__Исходный текст__:
------------------------------------------------------------

Как-то Лемох, указывая на Клодта, сказал нам полушутя:
– Вы не забывайте-с, что Михаил Петрович барон, фон Юргенсбург! Так-то-с!
На это Максимов только присвистнул и ответил:
– Куда тебе! Знай наших!
Все рассмеялись, а Михаил Петрович нисколько не обиделся и смеялся вместе с нами; это был поистине самый добродушный и безобидный человек в Товариществе.
Я помню его с девяностых годов, и в продолжение двадцати лет не замечалось в нем никаких перемен. Маленького роста, сухощавый с небольшой бородкой клином, с нерешительной, качающейся походкой и речью, для которой он не сразу находил подходящие слова. Он никогда ни на кого не обижался, ни о ком не отзывался дурно, никому не причинял какой-либо обиды.
За простоту, незлобность и искренность его и любили товарищи. К экспонентам он тоже относился доброжелательно. При баллотировке не давал голоса только таким вещам, где действительно не было никаких художественных достоинств. Если же наталкивался на картину нового течения в искусстве, казалось бы для него неприемлемого, но не бьющего крайней безграмотностью, он давал за нее голос, говоря:
– Ну, что же, пускай и этот художник покажется, может, и его кто поймет. Нас ведь тоже того… не сразу, ну вот… тоже не все признавали.
За эту снисходительность его иногда упрекали:
– У тебя, Михаил Петрович, все хороши, ты вечно так.
А Клодт с особой своей манерой – как-то поддергивать усы к носу – отвечал:
– Ну вот, что ж, и вечно и вечно, какая беда?
Его картины в Третьяковской галерее – «Последняя весна», «Татьяна», «Больной музыкант», «Перед отъездом» – своим чувствительным, но искренним содержанием отвечали раннему периоду передвижничества. Когда же появились новые требования к формальной стороне искусства – Клодт со своей темной живописью показался устаревшим и затерялся на выставках. Он, видимо, махнул на себя рукой и почти перестал работать. Изредка приносил на выставку небольшую вещь, которую потом редко кто помнил даже из товарищей. Добродушнейший Михаил Петрович и к этому относился хладнокровно. От него не слыхали ни одного горделивого слова о прежних его работах, а работал он немало и пользовался в свое время успехом.

------------------------------------------------------------

__Что нужно сделать__:
Определите, согласуется ли с исходным текстом каждое утверждение; ответьте «да» или «нет» и приведите дословную цитату из текста, которая это решает.
1. Клодт обиделся на шутку Лемоха.
2. Рассказчик помнит Клодта с девяностых годов.
3. Клодт не давал голоса картинам нового течения, даже если они не отличались крайней безграмотностью.
Приведенные далее данные взяты из другого источника.

__Представленные данные__:
------------------------------------------------------------

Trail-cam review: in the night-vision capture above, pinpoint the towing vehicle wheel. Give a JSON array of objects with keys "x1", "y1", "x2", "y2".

------------------------------------------------------------

__Решение задачи__:
1. Нет: «Михаил Петрович нисколько не обиделся».
2. Да: «Я помню его с девяностых годов».
3. Нет: «Если же наталкивался на картину нового течения в искусстве, казалось бы для него неприемлемого, но не бьющего крайней безграмотностью, он давал за нее голос».